What needs to be done. The data must be written out once more, precisely as given.

Supplied material.
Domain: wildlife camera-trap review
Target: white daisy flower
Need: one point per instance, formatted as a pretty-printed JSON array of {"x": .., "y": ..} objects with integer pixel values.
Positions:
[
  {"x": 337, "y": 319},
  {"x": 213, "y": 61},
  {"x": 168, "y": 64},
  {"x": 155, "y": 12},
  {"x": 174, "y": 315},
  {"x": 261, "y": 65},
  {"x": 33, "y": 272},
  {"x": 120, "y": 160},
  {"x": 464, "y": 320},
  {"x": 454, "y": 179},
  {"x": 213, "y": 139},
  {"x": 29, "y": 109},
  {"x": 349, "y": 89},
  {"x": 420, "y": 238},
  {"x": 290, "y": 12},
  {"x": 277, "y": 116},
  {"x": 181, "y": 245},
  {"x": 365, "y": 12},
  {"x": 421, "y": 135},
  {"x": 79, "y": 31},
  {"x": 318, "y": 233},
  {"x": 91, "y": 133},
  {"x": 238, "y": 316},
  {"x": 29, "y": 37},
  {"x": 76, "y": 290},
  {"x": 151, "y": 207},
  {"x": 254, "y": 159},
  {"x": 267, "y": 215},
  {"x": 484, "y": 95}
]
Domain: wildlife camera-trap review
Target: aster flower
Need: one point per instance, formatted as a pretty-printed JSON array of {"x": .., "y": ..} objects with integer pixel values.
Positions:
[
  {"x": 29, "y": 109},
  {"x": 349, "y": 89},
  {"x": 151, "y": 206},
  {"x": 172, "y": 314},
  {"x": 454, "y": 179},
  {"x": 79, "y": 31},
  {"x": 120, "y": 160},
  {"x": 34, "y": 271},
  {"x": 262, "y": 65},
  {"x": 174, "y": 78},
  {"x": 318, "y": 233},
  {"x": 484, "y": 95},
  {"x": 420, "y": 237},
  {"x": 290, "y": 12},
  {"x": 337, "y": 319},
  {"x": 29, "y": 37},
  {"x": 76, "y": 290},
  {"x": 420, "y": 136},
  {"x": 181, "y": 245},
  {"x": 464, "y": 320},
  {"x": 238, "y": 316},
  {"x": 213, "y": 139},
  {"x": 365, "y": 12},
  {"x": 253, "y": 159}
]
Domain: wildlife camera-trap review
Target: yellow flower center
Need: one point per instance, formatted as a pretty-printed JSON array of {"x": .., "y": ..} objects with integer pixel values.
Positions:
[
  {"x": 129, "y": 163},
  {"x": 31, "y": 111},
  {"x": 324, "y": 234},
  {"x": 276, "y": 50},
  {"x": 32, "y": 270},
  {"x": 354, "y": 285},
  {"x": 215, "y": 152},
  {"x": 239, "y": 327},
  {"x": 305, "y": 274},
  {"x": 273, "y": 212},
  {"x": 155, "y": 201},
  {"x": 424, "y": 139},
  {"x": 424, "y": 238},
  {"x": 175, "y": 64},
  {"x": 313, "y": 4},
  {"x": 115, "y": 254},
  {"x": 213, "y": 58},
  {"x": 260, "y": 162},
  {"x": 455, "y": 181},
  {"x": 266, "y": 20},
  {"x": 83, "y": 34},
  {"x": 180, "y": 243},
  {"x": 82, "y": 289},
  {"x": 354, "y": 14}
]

Result of this task.
Domain: wildlife camera-trap review
Target: white daisy flower
Need: one point per instance, formatted as a pretty-printed JSON array of {"x": .., "y": ..} objects with integer pixel values.
Positions:
[
  {"x": 337, "y": 319},
  {"x": 213, "y": 61},
  {"x": 168, "y": 64},
  {"x": 155, "y": 12},
  {"x": 174, "y": 315},
  {"x": 261, "y": 65},
  {"x": 33, "y": 272},
  {"x": 120, "y": 160},
  {"x": 464, "y": 320},
  {"x": 454, "y": 179},
  {"x": 213, "y": 139},
  {"x": 29, "y": 109},
  {"x": 349, "y": 89},
  {"x": 420, "y": 238},
  {"x": 290, "y": 12},
  {"x": 277, "y": 116},
  {"x": 181, "y": 245},
  {"x": 365, "y": 12},
  {"x": 421, "y": 135},
  {"x": 79, "y": 31},
  {"x": 318, "y": 233},
  {"x": 91, "y": 133},
  {"x": 238, "y": 316},
  {"x": 29, "y": 37},
  {"x": 76, "y": 290},
  {"x": 151, "y": 207},
  {"x": 254, "y": 159},
  {"x": 267, "y": 215},
  {"x": 484, "y": 95}
]
Domain: wildlife camera-trap review
Target: aster flower
Need: one point per instance, formatted as a pretty-printed JSON array of {"x": .., "y": ..} objects with integer pixel values.
Positions:
[
  {"x": 29, "y": 109},
  {"x": 349, "y": 89},
  {"x": 151, "y": 206},
  {"x": 172, "y": 314},
  {"x": 454, "y": 179},
  {"x": 79, "y": 31},
  {"x": 120, "y": 160},
  {"x": 34, "y": 271},
  {"x": 262, "y": 65},
  {"x": 174, "y": 78},
  {"x": 318, "y": 233},
  {"x": 484, "y": 95},
  {"x": 420, "y": 237},
  {"x": 290, "y": 12},
  {"x": 337, "y": 319},
  {"x": 29, "y": 37},
  {"x": 76, "y": 290},
  {"x": 420, "y": 136},
  {"x": 181, "y": 245},
  {"x": 464, "y": 320},
  {"x": 238, "y": 316},
  {"x": 213, "y": 139},
  {"x": 365, "y": 12},
  {"x": 253, "y": 159}
]
Domain: wildlife camera-trap review
Target: yellow flower center
Need: one point per instance, formatted as a pretty-printed JSON array of {"x": .., "y": ..} objects with integer pixel values.
Positions:
[
  {"x": 129, "y": 163},
  {"x": 31, "y": 111},
  {"x": 324, "y": 234},
  {"x": 276, "y": 50},
  {"x": 32, "y": 270},
  {"x": 354, "y": 285},
  {"x": 215, "y": 152},
  {"x": 239, "y": 327},
  {"x": 305, "y": 274},
  {"x": 273, "y": 212},
  {"x": 155, "y": 201},
  {"x": 424, "y": 139},
  {"x": 424, "y": 238},
  {"x": 175, "y": 64},
  {"x": 313, "y": 4},
  {"x": 115, "y": 254},
  {"x": 213, "y": 58},
  {"x": 260, "y": 162},
  {"x": 455, "y": 181},
  {"x": 266, "y": 20},
  {"x": 83, "y": 34},
  {"x": 180, "y": 243},
  {"x": 82, "y": 289},
  {"x": 354, "y": 14}
]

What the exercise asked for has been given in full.